── Entries shown ──
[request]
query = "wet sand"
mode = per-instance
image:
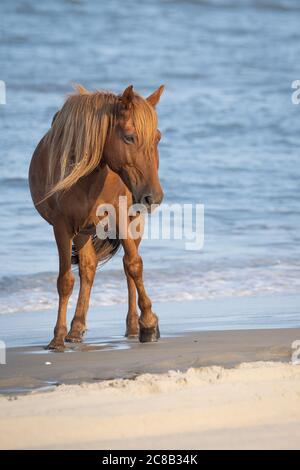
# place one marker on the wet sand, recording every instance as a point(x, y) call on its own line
point(203, 389)
point(29, 368)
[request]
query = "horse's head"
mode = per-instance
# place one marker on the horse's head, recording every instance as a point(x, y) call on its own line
point(131, 147)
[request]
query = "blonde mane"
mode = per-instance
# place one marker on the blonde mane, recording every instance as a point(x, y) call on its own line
point(79, 130)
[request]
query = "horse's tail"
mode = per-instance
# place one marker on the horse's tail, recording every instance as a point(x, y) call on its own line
point(105, 249)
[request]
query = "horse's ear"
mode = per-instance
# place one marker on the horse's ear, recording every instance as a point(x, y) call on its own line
point(127, 97)
point(155, 97)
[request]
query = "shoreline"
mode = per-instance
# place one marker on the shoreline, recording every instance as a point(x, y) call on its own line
point(35, 369)
point(252, 406)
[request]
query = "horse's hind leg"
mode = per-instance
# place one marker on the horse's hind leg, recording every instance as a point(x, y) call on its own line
point(65, 283)
point(87, 268)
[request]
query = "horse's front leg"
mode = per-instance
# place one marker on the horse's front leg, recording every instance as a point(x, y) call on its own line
point(132, 319)
point(65, 283)
point(148, 321)
point(87, 269)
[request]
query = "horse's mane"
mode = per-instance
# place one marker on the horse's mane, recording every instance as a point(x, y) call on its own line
point(77, 137)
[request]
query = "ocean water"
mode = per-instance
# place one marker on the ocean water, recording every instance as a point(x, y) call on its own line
point(230, 137)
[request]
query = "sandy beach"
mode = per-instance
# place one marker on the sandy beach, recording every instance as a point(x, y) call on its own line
point(222, 389)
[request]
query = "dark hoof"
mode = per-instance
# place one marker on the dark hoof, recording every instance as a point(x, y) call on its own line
point(132, 333)
point(149, 335)
point(129, 336)
point(73, 339)
point(56, 345)
point(76, 335)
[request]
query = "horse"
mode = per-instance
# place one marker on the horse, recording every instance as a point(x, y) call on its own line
point(100, 146)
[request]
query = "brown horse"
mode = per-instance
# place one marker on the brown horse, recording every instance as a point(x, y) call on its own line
point(100, 146)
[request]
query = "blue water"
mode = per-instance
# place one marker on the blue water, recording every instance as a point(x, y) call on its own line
point(230, 136)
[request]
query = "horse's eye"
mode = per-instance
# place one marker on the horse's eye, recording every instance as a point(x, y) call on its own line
point(129, 139)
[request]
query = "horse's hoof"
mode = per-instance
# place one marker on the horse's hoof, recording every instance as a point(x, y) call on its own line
point(131, 336)
point(132, 332)
point(56, 345)
point(149, 335)
point(75, 335)
point(73, 339)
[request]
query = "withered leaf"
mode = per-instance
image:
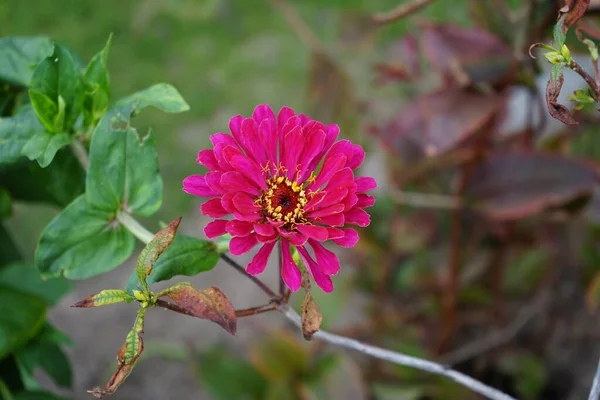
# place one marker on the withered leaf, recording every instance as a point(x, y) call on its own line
point(154, 249)
point(211, 304)
point(309, 312)
point(127, 357)
point(104, 298)
point(513, 186)
point(557, 110)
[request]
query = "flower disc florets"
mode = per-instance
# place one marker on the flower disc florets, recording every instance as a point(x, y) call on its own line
point(284, 179)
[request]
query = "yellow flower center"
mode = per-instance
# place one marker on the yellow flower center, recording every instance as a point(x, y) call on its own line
point(284, 200)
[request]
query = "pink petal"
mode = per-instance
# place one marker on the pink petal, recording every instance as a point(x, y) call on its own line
point(196, 185)
point(250, 170)
point(242, 245)
point(238, 228)
point(334, 233)
point(333, 163)
point(358, 217)
point(327, 260)
point(364, 184)
point(322, 280)
point(244, 203)
point(213, 180)
point(262, 112)
point(222, 138)
point(284, 115)
point(313, 143)
point(349, 240)
point(331, 220)
point(316, 232)
point(358, 156)
point(259, 262)
point(321, 212)
point(213, 208)
point(267, 130)
point(364, 200)
point(289, 273)
point(235, 126)
point(227, 202)
point(292, 145)
point(264, 229)
point(234, 181)
point(215, 228)
point(207, 158)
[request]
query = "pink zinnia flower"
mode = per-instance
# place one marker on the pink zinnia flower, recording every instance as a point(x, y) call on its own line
point(283, 179)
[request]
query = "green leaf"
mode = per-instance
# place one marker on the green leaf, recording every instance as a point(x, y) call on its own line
point(150, 253)
point(82, 242)
point(48, 356)
point(20, 55)
point(227, 377)
point(26, 277)
point(57, 184)
point(162, 96)
point(44, 146)
point(56, 90)
point(187, 256)
point(97, 87)
point(5, 204)
point(37, 395)
point(21, 317)
point(15, 132)
point(104, 298)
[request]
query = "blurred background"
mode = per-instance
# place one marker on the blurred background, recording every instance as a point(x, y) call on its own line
point(483, 247)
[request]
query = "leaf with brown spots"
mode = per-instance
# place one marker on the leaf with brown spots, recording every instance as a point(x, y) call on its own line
point(553, 88)
point(211, 304)
point(154, 249)
point(104, 298)
point(126, 359)
point(311, 316)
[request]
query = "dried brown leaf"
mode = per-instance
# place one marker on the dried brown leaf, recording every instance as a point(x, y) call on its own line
point(211, 304)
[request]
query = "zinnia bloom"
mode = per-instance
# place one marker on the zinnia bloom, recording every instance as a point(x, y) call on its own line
point(283, 179)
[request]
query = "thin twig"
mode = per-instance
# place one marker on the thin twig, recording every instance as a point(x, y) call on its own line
point(401, 11)
point(499, 337)
point(254, 279)
point(586, 77)
point(247, 312)
point(399, 358)
point(595, 392)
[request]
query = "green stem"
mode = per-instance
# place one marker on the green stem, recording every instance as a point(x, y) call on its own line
point(139, 231)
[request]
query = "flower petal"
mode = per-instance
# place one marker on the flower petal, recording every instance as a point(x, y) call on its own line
point(213, 208)
point(322, 280)
point(238, 228)
point(364, 200)
point(259, 262)
point(249, 169)
point(234, 181)
point(196, 185)
point(316, 232)
point(364, 184)
point(349, 240)
point(289, 273)
point(207, 158)
point(328, 262)
point(215, 228)
point(241, 245)
point(358, 217)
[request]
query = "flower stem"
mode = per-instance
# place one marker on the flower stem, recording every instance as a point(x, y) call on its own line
point(139, 231)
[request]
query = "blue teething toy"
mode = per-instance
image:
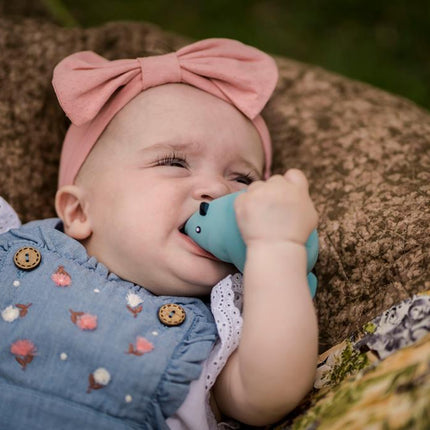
───
Convert the entries, from their first line through the line containing "point(131, 147)" with both ends included, into a Markdown table whose columns are headed Row and Line. Omit blank lines and leave the pictures out.

## Response for this exercise
| Row | Line |
|---|---|
| 1 | [request] |
| 2 | query = "wet sand" |
| 3 | mode = per-instance |
| 4 | image: |
| 5 | # place one marker on the wet sand, recording every instance as a point(x, y) call on its own line |
| 6 | point(203, 389) |
| 7 | point(29, 368) |
| 8 | [request] |
| 9 | query = "horse's head" |
| 10 | mode = per-instance |
| 11 | # place one marker on the horse's head, recording every instance as a point(x, y) call on its own line |
| 12 | point(131, 147) |